WHAT IS REQUIRED: Rewrite the records below, switching every "Find" to "Locate" and leaving everything else in each line as it is.

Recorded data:
::::::::::

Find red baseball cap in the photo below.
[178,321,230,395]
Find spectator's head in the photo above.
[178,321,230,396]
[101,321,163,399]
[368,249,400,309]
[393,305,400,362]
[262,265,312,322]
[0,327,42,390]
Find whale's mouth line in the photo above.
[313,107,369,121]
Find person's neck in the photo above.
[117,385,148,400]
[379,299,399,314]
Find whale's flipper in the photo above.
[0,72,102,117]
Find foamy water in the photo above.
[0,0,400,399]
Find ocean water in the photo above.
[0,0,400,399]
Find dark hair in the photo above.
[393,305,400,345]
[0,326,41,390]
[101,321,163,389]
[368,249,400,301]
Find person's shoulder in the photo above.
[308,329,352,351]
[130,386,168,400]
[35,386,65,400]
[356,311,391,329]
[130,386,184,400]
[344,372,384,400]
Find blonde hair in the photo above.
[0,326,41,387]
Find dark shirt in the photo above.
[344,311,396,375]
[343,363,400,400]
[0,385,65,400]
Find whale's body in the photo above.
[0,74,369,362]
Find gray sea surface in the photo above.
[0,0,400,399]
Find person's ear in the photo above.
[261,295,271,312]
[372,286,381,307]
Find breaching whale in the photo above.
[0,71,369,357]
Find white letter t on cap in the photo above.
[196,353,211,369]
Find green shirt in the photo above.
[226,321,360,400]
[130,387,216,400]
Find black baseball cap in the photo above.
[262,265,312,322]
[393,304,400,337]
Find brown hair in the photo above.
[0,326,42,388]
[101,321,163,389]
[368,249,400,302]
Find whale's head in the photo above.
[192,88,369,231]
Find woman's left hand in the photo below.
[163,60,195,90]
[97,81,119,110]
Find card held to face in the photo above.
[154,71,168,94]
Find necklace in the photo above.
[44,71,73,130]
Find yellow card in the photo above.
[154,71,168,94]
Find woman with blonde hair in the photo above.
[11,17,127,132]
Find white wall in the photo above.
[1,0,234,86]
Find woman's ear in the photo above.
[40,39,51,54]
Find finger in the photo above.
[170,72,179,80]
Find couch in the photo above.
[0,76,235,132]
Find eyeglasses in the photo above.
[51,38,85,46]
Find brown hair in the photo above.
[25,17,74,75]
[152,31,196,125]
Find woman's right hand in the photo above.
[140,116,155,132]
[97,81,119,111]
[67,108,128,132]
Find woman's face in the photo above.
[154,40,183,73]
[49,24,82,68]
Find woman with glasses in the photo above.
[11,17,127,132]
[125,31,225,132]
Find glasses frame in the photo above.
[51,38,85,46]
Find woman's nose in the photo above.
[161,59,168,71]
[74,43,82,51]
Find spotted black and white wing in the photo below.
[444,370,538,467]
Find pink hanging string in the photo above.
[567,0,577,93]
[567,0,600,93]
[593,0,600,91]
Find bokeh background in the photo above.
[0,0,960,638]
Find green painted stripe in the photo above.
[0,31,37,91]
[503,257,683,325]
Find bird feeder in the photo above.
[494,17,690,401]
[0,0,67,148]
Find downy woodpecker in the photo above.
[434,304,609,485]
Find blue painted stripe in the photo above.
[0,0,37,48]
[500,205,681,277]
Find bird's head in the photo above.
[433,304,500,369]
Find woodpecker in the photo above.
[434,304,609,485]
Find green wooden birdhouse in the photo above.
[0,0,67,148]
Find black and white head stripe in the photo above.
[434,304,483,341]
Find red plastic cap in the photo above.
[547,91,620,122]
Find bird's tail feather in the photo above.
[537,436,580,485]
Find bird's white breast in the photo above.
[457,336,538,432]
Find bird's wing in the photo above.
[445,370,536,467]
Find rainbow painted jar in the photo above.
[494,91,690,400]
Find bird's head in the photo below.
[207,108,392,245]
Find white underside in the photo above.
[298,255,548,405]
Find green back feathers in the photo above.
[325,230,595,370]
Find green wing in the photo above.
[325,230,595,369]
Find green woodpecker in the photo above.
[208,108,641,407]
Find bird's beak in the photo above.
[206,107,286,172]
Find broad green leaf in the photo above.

::::::::::

CORRECT OUTPUT:
Locate red baseball cap in the photo below.
[178,321,230,395]
Locate spectator's head in the photo above.
[178,321,230,396]
[101,321,163,399]
[368,249,400,309]
[393,305,400,362]
[262,265,312,322]
[0,327,42,390]
Locate whale's mouth line in the photo above.
[313,107,369,121]
Locate person's neck in the photo above.
[117,385,148,400]
[379,299,399,314]
Locate whale's flipper in the photo above.
[0,72,102,117]
Locate foamy water in the photo above.
[0,0,400,399]
Locate ocean water in the photo above.
[0,0,400,399]
Locate dark hair in the photo above.
[393,305,400,345]
[0,326,41,390]
[101,321,163,389]
[368,249,400,301]
Locate person's shoulder in the photo above.
[308,329,352,351]
[130,386,168,400]
[35,386,65,400]
[356,311,391,329]
[130,386,184,400]
[344,372,384,400]
Locate blonde hair in the photo above.
[0,326,41,387]
Locate dark shirt in the photo above.
[344,311,396,375]
[343,363,400,400]
[0,385,65,400]
Locate whale's body in the photo above.
[0,74,369,362]
Locate gray sea surface in the photo above.
[0,0,400,399]
Locate person's ear in the photo above.
[261,295,271,312]
[372,286,381,307]
Locate breaching whale in the photo above.
[0,71,369,357]
Locate white letter t on cap in the photo above.
[196,353,211,369]
Locate green shirt in the photo above.
[226,321,360,400]
[130,387,216,400]
Locate black baseball cap in the photo above.
[262,265,312,322]
[393,304,400,337]
Locate brown hair in the photo above.
[0,326,42,388]
[101,321,163,389]
[368,249,400,302]
Locate whale's head in the photo above.
[192,88,369,231]
Locate woman's left hand in the photo below.
[163,60,195,90]
[97,81,119,110]
Locate card held to face in the photo above.
[154,71,168,94]
Locate necklace in the photo above.
[44,71,73,130]
Locate yellow card in the photo above.
[154,71,168,94]
Locate woman with blonde hair in the photo above.
[11,17,127,132]
Locate white wall in the photo above.
[1,0,234,86]
Locate woman's ear in the photo above.
[40,39,51,54]
Locate finger in the photo above.
[170,72,179,80]
Locate couch in the photo above.
[0,76,235,132]
Locate eyeglasses in the photo above.
[51,38,85,46]
Locate brown hair in the photo above.
[25,17,74,75]
[152,31,196,125]
Locate woman's right hand in the photo above.
[140,116,155,132]
[97,81,119,111]
[67,108,128,132]
Locate woman's face in the photo above.
[154,40,183,73]
[49,24,82,68]
Locate woman with glasses in the photo above.
[11,17,127,132]
[125,31,225,132]
Locate glasses frame in the photo above.
[51,38,85,46]
Locate woman's nose in the photo above.
[161,59,168,71]
[74,43,82,51]
Locate spotted black and white wing in the photo below.
[444,370,538,467]
Locate pink hanging string in the photo above.
[567,0,577,93]
[567,0,600,93]
[593,0,600,91]
Locate bokeh background in the photo above.
[0,0,960,638]
Locate green painted stripe in the photo above.
[0,31,37,91]
[503,257,683,325]
Locate bird feeder in the photo above.
[494,17,690,401]
[0,0,67,148]
Locate downy woodpecker in the photo above.
[434,304,609,485]
Locate blue painted stripe in the photo above.
[0,0,37,48]
[500,205,681,277]
Locate bird's head in the photo above.
[433,304,500,369]
Locate woodpecker in the photo above.
[434,304,609,485]
Locate green wooden birdhouse in the photo above.
[0,0,67,148]
Locate black and white head stripe in the photo above.
[434,304,483,341]
Locate red plastic cap in the photo above.
[547,91,620,122]
Locate bird's tail feather in the photo above.
[537,436,580,485]
Locate bird's white breast in the photo above.
[457,336,538,432]
Locate bird's wing in the photo above.
[445,370,536,467]
Locate rainbow painted jar in the photo above.
[494,91,690,400]
Locate bird's head in the photo below.
[207,108,392,245]
Locate white underside in the photo above.
[298,255,548,405]
Locate green back feathers in the photo above.
[325,230,595,370]
Locate green wing in the photo above.
[325,230,595,369]
Locate green woodpecker in the photo above.
[208,108,641,407]
Locate bird's beak in the photo above.
[206,107,286,172]
Locate broad green leaf in the photo above.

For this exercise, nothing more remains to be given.